I think the title can give us enlightment, albeit not a simple one: The exterminating angel, the same one that killed the first born in Egypt, is here to punish those that think they own religion and truth and are frankly far from anything true. As true as even being able to cross a door and get out of a room. These people have become so immersed in their world of mannerisms, so cut from reality that they cannot go back to it and do not know how. Only when they strip themselves of all and show the terrible reality of human nature, and then unite in belief of a simple truth, then can they only leave.

And the barrier is broken.

But nonetheless, stupid as they are, they go back: Back into religion and back into their world of stupid set rules.

They are unable to see that even though they prayed in christian, masonic and even "pagan" ways, none of this is what made them come out but their own human nature and their intent on 1) see reality and 2) be together as a group of humans, alive. This is the real truth.

So, again, they become trapped. Along with the preachers... of course, the biggest liars and blindmen.

The Exterminating angel though, does seem to always send them sheep to give them possibility of being fed and "realize" their errors... again.

And this is rather ironic of Buñuel, a man who was an atheist is suddenly ilustrating with religious beliefs? Maybe his famous quote "Thank God, I'm an atheist" gives us light on this particularity. He may as well believe in a god, or something like it but not in being a believer: not in the way these people are, going to church and praying, etc. Maybe he even believes "god" (or something like it) entrusts us with the power to be ourselves: and people cannot comprehend it: cannot afford or do not want to look at what they really are.

### Direction 1
Can you condense the paragraph of the film commentary that begins "They are unable to see" into a short bulleted list of its main points?

### Listed records
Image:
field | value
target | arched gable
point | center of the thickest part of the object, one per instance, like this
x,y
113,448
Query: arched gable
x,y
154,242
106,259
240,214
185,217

### Direction 2
Would you turn every line of the entry above, the one after the film commentary, into a JSON list of strings with one string per line and blank lines omitted?

### Answer 1
- The people prayed in Christian, Masonic, and even "pagan" ways.
- None of that prayer is what got them out.
- What freed them was their own human nature and their intent to see reality and to be together as a group of living humans.
- They are unable to see this, though it is the real truth.

### Answer 2
[
  "Image:",
  "field | value",
  "target | arched gable",
  "point | center of the thickest part of the object, one per instance, like this",
  "x,y",
  "113,448",
  "Query: arched gable",
  "x,y",
  "154,242",
  "106,259",
  "240,214",
  "185,217"
]